7. A self-transporting support arrangement according to claim 2 wherein each said bag has a plurality of chambers.
8. A self-transporting support arrangement according to claim 2 wherein each said bag has an inner chamber and an outer chamber in the form of a tube extending around the inner chamber and lying between the inner chamber and said opposed surfaces of the support member and the transport shoe.
9. A self-transporting support arrangement according to claim 8 wherein said first and second chambers are in open communication with each other.
10. A helicopter undercarriage comprising at least one self-transporting support arrangement according to claim 2.
13. A self-transporting support arrangement according to claim 12, wherein said first and second chambers are in open communication with each other.

1. FIELD OF THE INVENTION

This invention relates to self-transporting support arrangements and is particularly, though not exclusively, applicable to helicopter undercarriages. The invention extends to a helicopter having such an undercarriage.

2. DESCRIPTION OF THE PRIOR ART

A skid undercarriage is widely used in helicopters, since it permits both normal and emergency landings, while keeping weight, cost and aerodynamic drag to a minimum. Once landed, however the aircraft requires additional equipment to be moved. On firm ground, wheels can be attached, and small helicopters can then be manhandled, while larger ones can be towed. On unprepared ground, however, typically either very large wheels have to be fitted or the aircraft has to be towed on its skids by a powerful tractor. Neither of these alternatives is convenient.

Self-transporting support arrangements, which work in a manner analogous to walking, are known in connection with large apparatus such as cranes and earth-working machines. These arrangements have large ground-contacting and load-supporting "feet" which can be moved horizontally and vertically relative to each other. Motion over the ground is achieved by transferring load onto a first "foot" (or set of "feet"), raising a second "foot" and moving it horizontally before putting it down again, whereupon the load is transferred to the second "foot" so that the first "foot" can be raised and moved horizontally. In one such proposal (British patent specification No. 1,215,456) a force acting obliquely to the vertical is applied to the "feet" by a pressure cylinder through a plurality of levers which are pivotally interconnected, so that the "foot" off which weight is being transferred slides over the ground surface as soon as the horizontal component of the applied force overcomes the friction between it and the ground.

It is an object of this invention to provide a self-transporting support arrangement which can be light and simple in construction, yet robust, and which applies both horizontal and vertical forces simultaneously so that movement occurs as soon as friction is overcome without lifting of the ground-contacting members. It is another object to provide such an arrangement which is suitable for use on uneven and unprepared ground while providing good stability, so that it is especially suitable for use as a helicopter undercarriage.

- DATA SHOWN -
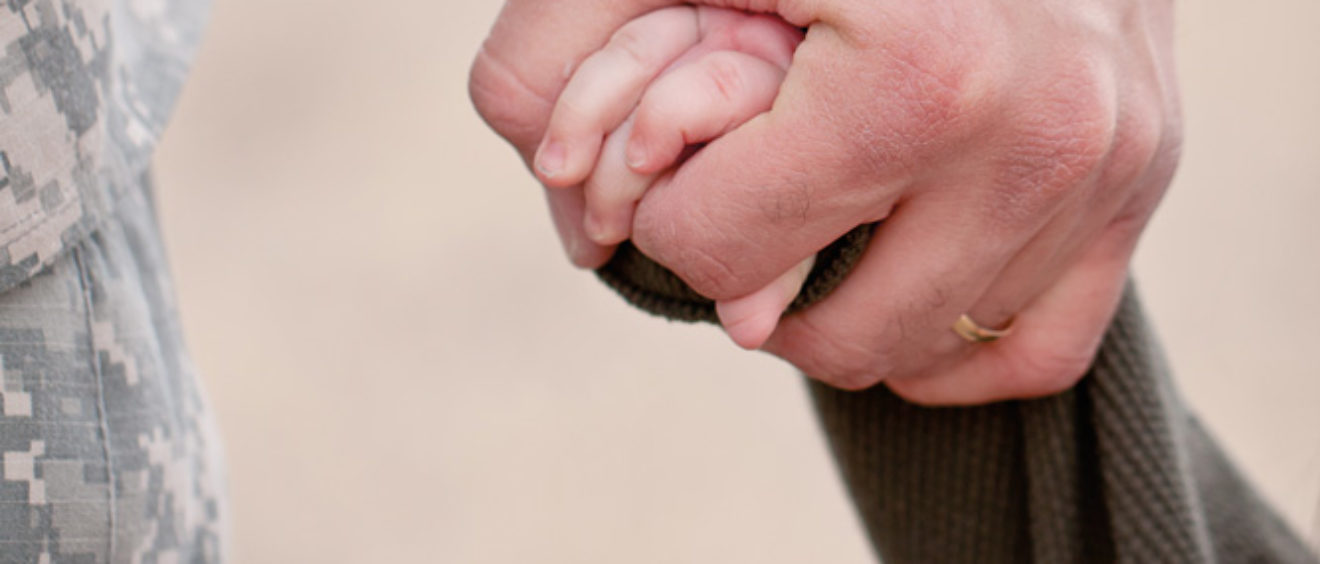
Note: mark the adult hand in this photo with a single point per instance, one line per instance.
(1015, 151)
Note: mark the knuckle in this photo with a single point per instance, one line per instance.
(685, 254)
(1059, 144)
(837, 358)
(635, 48)
(726, 77)
(506, 102)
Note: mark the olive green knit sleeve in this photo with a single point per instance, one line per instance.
(1117, 469)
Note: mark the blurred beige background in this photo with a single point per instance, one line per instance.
(407, 370)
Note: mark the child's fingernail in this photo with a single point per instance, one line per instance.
(551, 160)
(636, 155)
(593, 227)
(598, 230)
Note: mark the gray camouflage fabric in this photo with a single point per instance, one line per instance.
(107, 449)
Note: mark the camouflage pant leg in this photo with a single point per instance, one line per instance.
(108, 452)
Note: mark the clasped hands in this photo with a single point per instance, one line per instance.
(1014, 152)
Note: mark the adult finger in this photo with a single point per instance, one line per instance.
(606, 87)
(891, 315)
(1054, 340)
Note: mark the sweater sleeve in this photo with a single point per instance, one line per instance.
(1116, 469)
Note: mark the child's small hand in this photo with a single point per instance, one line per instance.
(665, 82)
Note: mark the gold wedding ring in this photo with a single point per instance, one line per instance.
(972, 332)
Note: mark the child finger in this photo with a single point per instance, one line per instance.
(751, 318)
(697, 103)
(606, 87)
(613, 192)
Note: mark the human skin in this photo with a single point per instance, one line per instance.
(1014, 149)
(693, 54)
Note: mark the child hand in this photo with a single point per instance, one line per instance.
(665, 82)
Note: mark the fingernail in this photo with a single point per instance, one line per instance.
(745, 325)
(635, 155)
(551, 160)
(594, 229)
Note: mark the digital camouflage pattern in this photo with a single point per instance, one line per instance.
(107, 453)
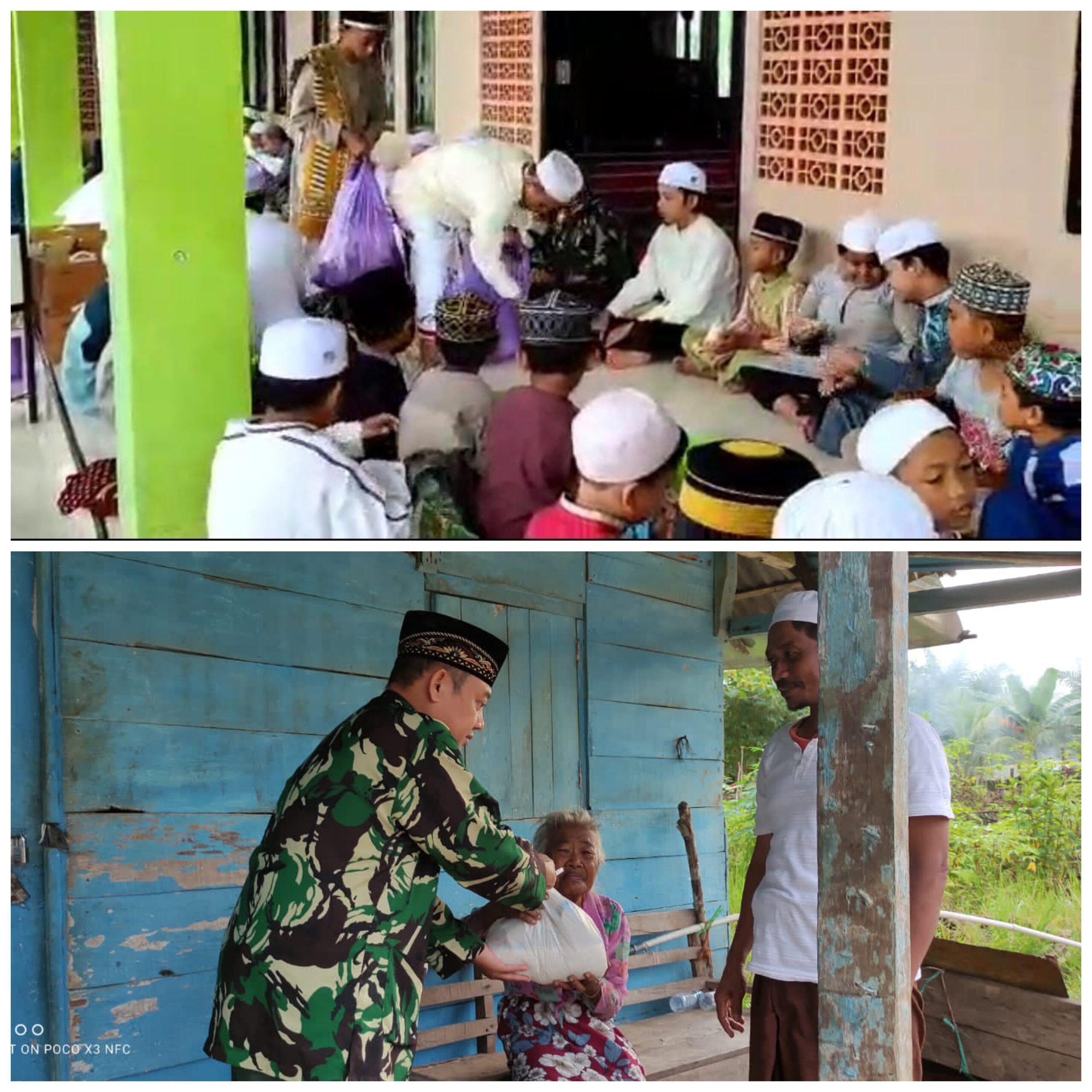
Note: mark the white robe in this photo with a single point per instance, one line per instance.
(471, 187)
(289, 481)
(276, 272)
(697, 273)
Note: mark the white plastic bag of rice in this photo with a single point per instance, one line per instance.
(563, 944)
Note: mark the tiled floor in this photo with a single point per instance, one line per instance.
(41, 463)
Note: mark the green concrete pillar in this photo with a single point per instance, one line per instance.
(172, 106)
(15, 90)
(47, 73)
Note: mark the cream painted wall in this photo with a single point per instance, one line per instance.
(458, 73)
(978, 141)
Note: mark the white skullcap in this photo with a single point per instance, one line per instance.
(684, 176)
(894, 432)
(623, 436)
(422, 141)
(798, 607)
(862, 234)
(88, 206)
(561, 177)
(854, 505)
(901, 239)
(304, 349)
(256, 177)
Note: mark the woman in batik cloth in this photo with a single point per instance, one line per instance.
(338, 114)
(565, 1031)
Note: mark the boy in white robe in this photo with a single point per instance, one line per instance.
(282, 476)
(689, 276)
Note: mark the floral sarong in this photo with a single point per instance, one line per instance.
(556, 1036)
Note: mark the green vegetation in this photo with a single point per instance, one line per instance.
(1015, 758)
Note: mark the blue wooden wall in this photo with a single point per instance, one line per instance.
(192, 685)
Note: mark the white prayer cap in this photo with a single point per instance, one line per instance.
(422, 141)
(862, 234)
(685, 176)
(854, 505)
(304, 349)
(894, 432)
(88, 206)
(561, 177)
(901, 239)
(798, 607)
(256, 178)
(624, 436)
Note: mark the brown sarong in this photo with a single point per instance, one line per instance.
(784, 1031)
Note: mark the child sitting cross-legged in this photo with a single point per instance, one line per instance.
(448, 408)
(769, 309)
(921, 446)
(986, 328)
(689, 276)
(627, 450)
(1041, 403)
(918, 264)
(528, 457)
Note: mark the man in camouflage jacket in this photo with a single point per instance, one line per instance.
(324, 962)
(584, 252)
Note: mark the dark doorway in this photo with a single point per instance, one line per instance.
(628, 91)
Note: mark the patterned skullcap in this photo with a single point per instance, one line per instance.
(992, 290)
(1048, 372)
(735, 488)
(465, 319)
(778, 229)
(557, 318)
(455, 642)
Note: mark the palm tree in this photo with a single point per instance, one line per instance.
(1038, 717)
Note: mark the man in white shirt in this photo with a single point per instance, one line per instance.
(689, 276)
(282, 476)
(779, 912)
(276, 264)
(479, 190)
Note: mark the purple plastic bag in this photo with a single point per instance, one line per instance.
(361, 236)
(518, 262)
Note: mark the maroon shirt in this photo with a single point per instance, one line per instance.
(566, 520)
(529, 462)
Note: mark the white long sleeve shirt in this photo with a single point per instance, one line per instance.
(289, 481)
(697, 273)
(473, 186)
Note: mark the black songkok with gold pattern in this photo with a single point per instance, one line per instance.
(453, 642)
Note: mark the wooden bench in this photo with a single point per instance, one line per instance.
(675, 1046)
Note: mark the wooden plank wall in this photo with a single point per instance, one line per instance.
(192, 685)
(30, 1002)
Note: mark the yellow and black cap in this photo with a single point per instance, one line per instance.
(734, 488)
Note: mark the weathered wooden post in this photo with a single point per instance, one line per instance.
(864, 886)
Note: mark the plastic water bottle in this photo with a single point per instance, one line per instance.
(685, 1003)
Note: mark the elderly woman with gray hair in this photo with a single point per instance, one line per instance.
(565, 1031)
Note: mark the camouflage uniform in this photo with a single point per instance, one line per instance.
(321, 969)
(584, 252)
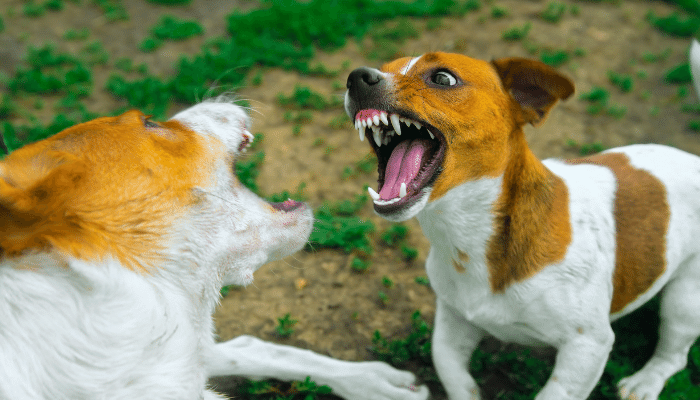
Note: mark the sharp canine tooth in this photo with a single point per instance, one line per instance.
(382, 116)
(395, 123)
(374, 195)
(377, 136)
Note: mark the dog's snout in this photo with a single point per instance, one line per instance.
(363, 77)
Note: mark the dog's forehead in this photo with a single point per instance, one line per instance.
(469, 69)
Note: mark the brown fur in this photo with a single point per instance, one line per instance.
(75, 194)
(532, 227)
(641, 217)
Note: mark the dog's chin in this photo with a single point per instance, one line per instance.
(406, 211)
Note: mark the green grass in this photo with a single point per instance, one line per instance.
(305, 98)
(524, 374)
(336, 226)
(517, 32)
(554, 12)
(623, 81)
(285, 325)
(679, 74)
(275, 390)
(675, 24)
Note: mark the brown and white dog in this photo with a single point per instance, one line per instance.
(529, 251)
(117, 235)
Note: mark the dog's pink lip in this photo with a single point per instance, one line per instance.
(288, 205)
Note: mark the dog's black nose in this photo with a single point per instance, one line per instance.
(365, 84)
(363, 77)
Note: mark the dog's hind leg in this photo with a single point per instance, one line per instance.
(679, 328)
(251, 357)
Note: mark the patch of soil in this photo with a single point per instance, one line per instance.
(338, 310)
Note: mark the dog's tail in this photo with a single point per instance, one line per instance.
(694, 60)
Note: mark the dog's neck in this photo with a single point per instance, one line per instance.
(487, 217)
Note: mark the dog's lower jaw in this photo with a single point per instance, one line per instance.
(409, 211)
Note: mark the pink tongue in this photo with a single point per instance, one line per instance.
(403, 166)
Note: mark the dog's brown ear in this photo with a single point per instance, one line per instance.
(534, 85)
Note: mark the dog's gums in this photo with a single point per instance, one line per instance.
(409, 154)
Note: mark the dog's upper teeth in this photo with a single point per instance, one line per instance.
(374, 195)
(377, 136)
(395, 123)
(382, 116)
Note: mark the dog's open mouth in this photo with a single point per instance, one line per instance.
(409, 153)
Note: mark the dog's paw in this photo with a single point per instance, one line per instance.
(640, 387)
(378, 381)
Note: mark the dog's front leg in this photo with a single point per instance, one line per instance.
(454, 341)
(579, 365)
(251, 357)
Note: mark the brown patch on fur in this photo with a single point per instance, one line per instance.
(109, 187)
(641, 217)
(532, 226)
(458, 267)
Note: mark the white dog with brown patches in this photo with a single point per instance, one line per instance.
(538, 253)
(117, 235)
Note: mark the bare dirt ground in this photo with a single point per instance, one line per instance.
(338, 310)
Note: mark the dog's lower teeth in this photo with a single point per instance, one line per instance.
(374, 195)
(395, 123)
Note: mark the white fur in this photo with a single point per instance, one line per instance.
(81, 329)
(566, 305)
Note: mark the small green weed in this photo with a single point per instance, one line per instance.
(498, 12)
(554, 12)
(516, 33)
(586, 148)
(383, 297)
(284, 326)
(387, 282)
(409, 253)
(359, 265)
(172, 28)
(394, 234)
(679, 74)
(305, 98)
(113, 9)
(73, 34)
(622, 81)
(150, 44)
(298, 195)
(555, 58)
(675, 25)
(422, 280)
(336, 226)
(414, 347)
(275, 390)
(171, 2)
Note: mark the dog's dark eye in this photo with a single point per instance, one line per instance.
(443, 78)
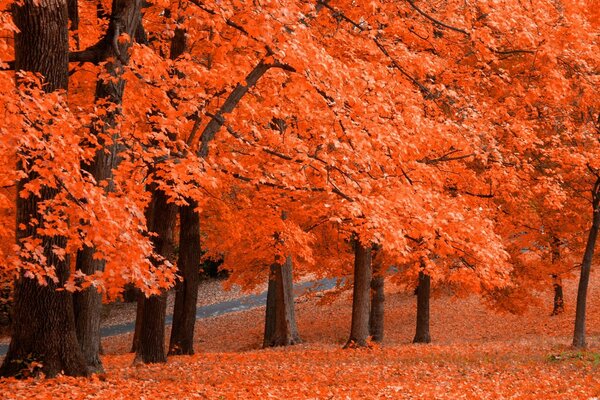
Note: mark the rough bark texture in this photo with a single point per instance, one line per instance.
(161, 217)
(423, 295)
(586, 265)
(280, 319)
(124, 18)
(73, 7)
(559, 302)
(361, 299)
(376, 318)
(139, 313)
(186, 290)
(43, 329)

- REQUIREMENTS -
- 1) In the patent text on self-transporting support arrangements, what two options does it give for moving a landed helicopter on unprepared ground?
- 2) According to the patent text on self-transporting support arrangements, what does a skid undercarriage keep to a minimum? Name each one.
- 3) Write the next passage of the patent text on self-transporting support arrangements, picking up after its final sentence.

- IN RESPONSE -
- 1) Either very large wheels are fitted, or a powerful tractor tows the aircraft on its skids.

- 2) Weight, cost, aerodynamic drag

- 3)
According to this invention, the self-transporting support arrangement has force applying means in the form of at least one inflatable flexible bag located between opposed surfaces respectively of the support member and the shoe, said opposed surfaces being generally inclined to the horizontal and the bag being arranged to roll on the said opposed surfaces when inflated. Thus when the bag is inflated, the support member slides over the base surface, e.g. the ground, when friction is overcome, while the bag rolls on the said opposed surfaces. Because the support member does not leave the ground, good stability is maintained.

Preferably the said opposed surfaces are parallel and planar. Suitably at least two bags are employed to move each slidable support member in each cirection, to provide forces acting at spaced apart points.

It is particularly preferred if the shoe is integrated with the support member in plan, i.e. is located between longitudinal ends of the support member and lies on this axis of the support member.

It has been found that a particularly useful form of bag is one having an inner inflatable chamber and an outer chamber in the form of a flexible inflatable tube extending around the inner chamber and lying between the inner chamber and the said opposed surfaces.

Preferred embodiments of the invention will now be described by way of non-limitative example with reference to the accompanying drawings, in which:

FIG. 1 is a perspective view of parts of a helicopter skid undercarriage embodying the invention;

FIG. 2 is a longitudinal cross-section through one skid, and a shoe integrated therewith, of the undercarriage of FIG. 1;

FIG. 3 is a partial cross-section on the line III--III of FIG. 2 showing an alternative form of the inflatable bag;

FIG. 4 is a partial cross-section on the line IV--IV of FIG. 3; and

FIGS. 5a to 5e are diagrammatic side views of the bag of FIGS. 3 and 4 and the surfaces it engages, in various stages of operation.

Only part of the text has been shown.